▶ _YOUR OBJECTIVE_
The lines to repeat run from the one containing "Target: dog's ear" through the last line of the records below; repeat them exactly and give nothing more.
___ DATA TO EXAMINE
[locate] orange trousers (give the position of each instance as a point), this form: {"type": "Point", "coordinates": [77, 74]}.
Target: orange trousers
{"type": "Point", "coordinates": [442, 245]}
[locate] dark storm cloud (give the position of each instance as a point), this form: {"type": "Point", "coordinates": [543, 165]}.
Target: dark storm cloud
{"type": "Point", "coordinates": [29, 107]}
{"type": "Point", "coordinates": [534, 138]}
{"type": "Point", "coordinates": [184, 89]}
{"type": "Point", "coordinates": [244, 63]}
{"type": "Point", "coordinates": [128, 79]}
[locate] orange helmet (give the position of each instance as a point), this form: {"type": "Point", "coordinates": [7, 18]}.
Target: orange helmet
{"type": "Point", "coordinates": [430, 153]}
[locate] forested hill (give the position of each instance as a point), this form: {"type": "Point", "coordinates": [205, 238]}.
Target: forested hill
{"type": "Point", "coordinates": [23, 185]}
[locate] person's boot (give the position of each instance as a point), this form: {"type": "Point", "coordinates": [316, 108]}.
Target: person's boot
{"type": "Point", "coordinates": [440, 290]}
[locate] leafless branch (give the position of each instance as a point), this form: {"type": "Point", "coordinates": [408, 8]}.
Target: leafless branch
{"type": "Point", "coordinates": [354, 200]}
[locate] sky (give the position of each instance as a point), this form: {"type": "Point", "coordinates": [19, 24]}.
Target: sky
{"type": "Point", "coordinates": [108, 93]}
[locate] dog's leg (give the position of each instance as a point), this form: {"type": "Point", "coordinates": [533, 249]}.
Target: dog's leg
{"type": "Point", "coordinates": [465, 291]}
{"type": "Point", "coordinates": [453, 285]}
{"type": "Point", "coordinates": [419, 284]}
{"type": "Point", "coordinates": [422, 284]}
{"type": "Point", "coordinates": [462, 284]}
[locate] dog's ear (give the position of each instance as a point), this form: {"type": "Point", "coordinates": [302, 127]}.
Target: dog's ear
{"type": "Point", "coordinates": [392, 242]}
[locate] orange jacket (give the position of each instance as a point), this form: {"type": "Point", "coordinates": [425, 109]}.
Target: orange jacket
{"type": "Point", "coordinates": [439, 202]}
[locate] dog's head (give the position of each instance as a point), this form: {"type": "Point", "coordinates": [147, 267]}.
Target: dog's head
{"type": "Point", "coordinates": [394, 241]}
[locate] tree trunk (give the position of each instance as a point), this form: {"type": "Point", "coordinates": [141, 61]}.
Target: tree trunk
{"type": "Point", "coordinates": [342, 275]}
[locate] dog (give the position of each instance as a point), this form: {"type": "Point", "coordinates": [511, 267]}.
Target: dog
______
▶ _TASK RESPONSE_
Target: dog's ear
{"type": "Point", "coordinates": [392, 242]}
[locate] orange jacket (give the position of each instance as a point), this form: {"type": "Point", "coordinates": [425, 109]}.
Target: orange jacket
{"type": "Point", "coordinates": [439, 202]}
[locate] dog's head (give the position of each instance as a point), this form: {"type": "Point", "coordinates": [147, 267]}.
Target: dog's head
{"type": "Point", "coordinates": [394, 241]}
[locate] tree trunk (give the position of each instance as a point), this form: {"type": "Point", "coordinates": [141, 61]}.
Target: tree trunk
{"type": "Point", "coordinates": [342, 275]}
[locate] dog (give the position of each instance as a point), this form: {"type": "Point", "coordinates": [511, 267]}.
Target: dog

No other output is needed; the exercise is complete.